* [Work task]: Without the pictures, extract every line from the start of the material to the line containing "Format: (590,547)", both ends included.

►

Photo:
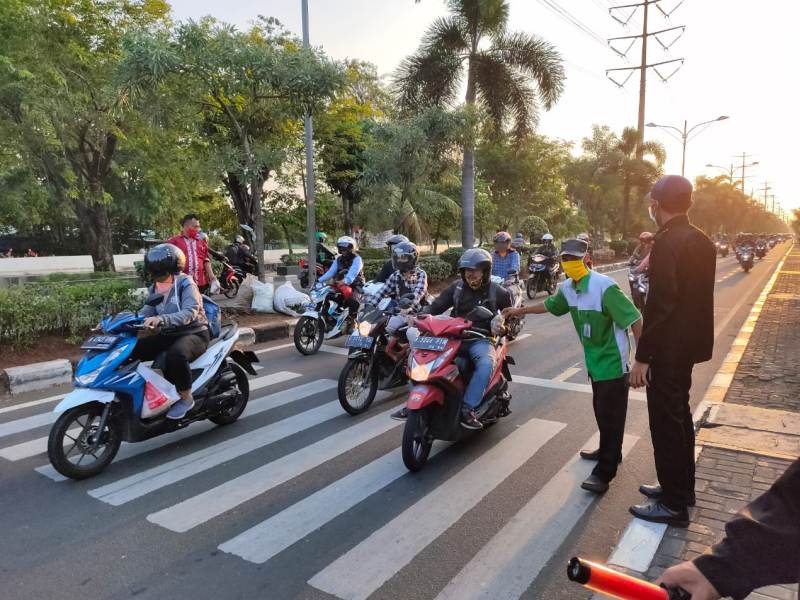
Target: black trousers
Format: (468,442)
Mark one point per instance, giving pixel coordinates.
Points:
(181,350)
(672,431)
(610,401)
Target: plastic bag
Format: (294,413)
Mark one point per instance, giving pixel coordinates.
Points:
(244,299)
(262,296)
(289,301)
(159,394)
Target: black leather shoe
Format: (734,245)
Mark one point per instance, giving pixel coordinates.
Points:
(594,484)
(656,512)
(592,455)
(655,492)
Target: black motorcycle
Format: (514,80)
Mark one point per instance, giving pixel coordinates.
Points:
(376,360)
(544,272)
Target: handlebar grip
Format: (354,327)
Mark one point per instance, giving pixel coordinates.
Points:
(600,578)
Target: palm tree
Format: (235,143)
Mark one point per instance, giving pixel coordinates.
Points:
(508,74)
(636,172)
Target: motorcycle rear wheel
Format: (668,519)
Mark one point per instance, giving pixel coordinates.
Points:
(233,412)
(308,335)
(416,440)
(64,443)
(357,385)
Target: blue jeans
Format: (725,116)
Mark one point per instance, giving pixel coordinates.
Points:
(483,357)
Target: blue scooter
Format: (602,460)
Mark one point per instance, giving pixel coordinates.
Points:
(105,407)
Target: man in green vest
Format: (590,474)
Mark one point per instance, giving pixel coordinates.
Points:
(602,315)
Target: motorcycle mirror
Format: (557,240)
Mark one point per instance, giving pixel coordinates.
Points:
(154,300)
(480,313)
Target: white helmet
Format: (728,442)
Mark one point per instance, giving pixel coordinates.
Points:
(346,242)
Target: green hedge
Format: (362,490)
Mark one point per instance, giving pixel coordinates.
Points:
(32,311)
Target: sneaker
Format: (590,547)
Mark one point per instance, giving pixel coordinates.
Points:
(469,420)
(180,408)
(400,415)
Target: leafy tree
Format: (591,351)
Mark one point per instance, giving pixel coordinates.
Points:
(60,99)
(508,74)
(249,91)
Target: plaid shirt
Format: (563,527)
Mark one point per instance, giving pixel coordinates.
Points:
(397,285)
(503,265)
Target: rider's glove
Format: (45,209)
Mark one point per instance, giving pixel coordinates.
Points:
(498,325)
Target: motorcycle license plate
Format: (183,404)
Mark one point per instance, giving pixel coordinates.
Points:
(100,342)
(360,341)
(430,343)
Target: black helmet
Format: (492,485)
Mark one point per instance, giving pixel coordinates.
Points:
(476,258)
(404,256)
(164,259)
(395,239)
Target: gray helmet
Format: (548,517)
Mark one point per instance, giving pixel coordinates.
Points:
(476,258)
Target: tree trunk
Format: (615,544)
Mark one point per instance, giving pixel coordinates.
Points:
(95,227)
(626,201)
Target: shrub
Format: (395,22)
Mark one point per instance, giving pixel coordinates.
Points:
(32,311)
(451,257)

◄

* [Response to the exercise]:
Photo:
Target: black trousers
Format: (468,442)
Mark one point per instance, giving pixel coordinates.
Points:
(181,350)
(672,431)
(610,401)
Target: plastic bag
Format: (294,413)
Mark one point per instance, giving pixel coordinates.
Points:
(244,299)
(262,296)
(289,301)
(159,394)
Target: black leather shoe
Format: (734,245)
Mark one point per instance, giving pixel coordinates.
Points:
(594,484)
(656,512)
(592,455)
(655,492)
Target: black motorcycle
Format: (514,80)
Mark one point per instance, giving pixel coordinates.
Points:
(376,360)
(544,272)
Target: handlebar grip
Format: (354,327)
Mark one point per instance, giving pixel coordinates.
Points:
(600,578)
Target: palm tree
Format: (235,143)
Mark one point per instance, giving pixel coordinates.
Points:
(508,74)
(636,172)
Target: motorcycle rear wheel
Format: (668,519)
Mark one point per instance, giving pixel coordinates.
Points:
(233,412)
(308,335)
(416,440)
(64,443)
(357,385)
Target: blue jeans
Format: (725,116)
Mark one point per instance, giving pixel coordinates.
Points:
(483,357)
Target: blue scooter
Format: (602,460)
Mark one point per instance, giving pixel coordinates.
Points:
(105,407)
Target: man in green vest
Format: (590,474)
Mark one point per instance, giving pixel coordinates.
Points:
(602,315)
Target: motorcycle mirror
Format: (557,240)
Mark one point per instance, giving pixel coordinates.
Points:
(154,300)
(480,313)
Target: white helmet
Format: (728,442)
Mark one point per instance, giving pixel coordinates.
Points:
(346,242)
Target: green hedge
Format: (362,490)
Mark one point per instance, giving pixel coordinates.
Points:
(32,311)
Target: sneaker
Format: (590,547)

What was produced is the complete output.